— REQUIRED WORK —
Starting at the item line containing "Where can the sleeve" and ending at the line containing "point(477, 195)", swap "ski pole" for "trekking pole" and give those lines back with nothing else changed.

— GIVEN DATA —
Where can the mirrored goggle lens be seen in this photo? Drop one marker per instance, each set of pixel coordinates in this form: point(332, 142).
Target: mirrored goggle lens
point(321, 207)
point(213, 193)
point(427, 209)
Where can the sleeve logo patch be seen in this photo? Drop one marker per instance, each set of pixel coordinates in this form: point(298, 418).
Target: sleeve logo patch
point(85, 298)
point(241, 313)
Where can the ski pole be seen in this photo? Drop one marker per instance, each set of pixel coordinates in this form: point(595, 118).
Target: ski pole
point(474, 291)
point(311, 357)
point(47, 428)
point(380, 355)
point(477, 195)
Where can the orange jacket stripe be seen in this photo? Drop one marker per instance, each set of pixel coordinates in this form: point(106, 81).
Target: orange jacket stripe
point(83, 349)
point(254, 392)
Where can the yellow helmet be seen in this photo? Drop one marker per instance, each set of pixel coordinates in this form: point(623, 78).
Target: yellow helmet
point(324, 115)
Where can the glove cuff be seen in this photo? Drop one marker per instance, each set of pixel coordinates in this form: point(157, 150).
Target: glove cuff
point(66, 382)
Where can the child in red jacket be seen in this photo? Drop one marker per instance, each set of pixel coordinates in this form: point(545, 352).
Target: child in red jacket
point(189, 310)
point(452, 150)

* * *

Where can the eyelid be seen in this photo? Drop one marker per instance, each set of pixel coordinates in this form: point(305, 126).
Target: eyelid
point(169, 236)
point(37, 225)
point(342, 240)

--

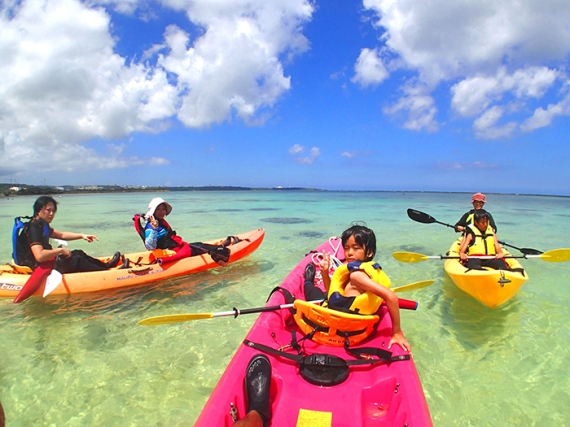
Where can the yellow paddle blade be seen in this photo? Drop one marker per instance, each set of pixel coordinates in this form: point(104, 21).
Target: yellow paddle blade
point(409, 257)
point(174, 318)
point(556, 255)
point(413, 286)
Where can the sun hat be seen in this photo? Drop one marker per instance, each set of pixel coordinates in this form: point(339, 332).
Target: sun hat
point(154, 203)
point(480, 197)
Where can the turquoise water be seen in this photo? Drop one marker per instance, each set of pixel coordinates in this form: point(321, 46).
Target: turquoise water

— RESPONSE —
Where can the sleeve logo patch be seen in this photo? Drop one marker per instance, each set of pixel coordinates in this form: point(298, 418).
Target: sleeve logo patch
point(85, 298)
point(241, 313)
Where can the trekking pole be seen in this photo? Drop one marker per instance, each set of pixel coordinates in this form: point(595, 118).
Target: trekking pole
point(474, 291)
point(311, 357)
point(47, 428)
point(380, 355)
point(477, 195)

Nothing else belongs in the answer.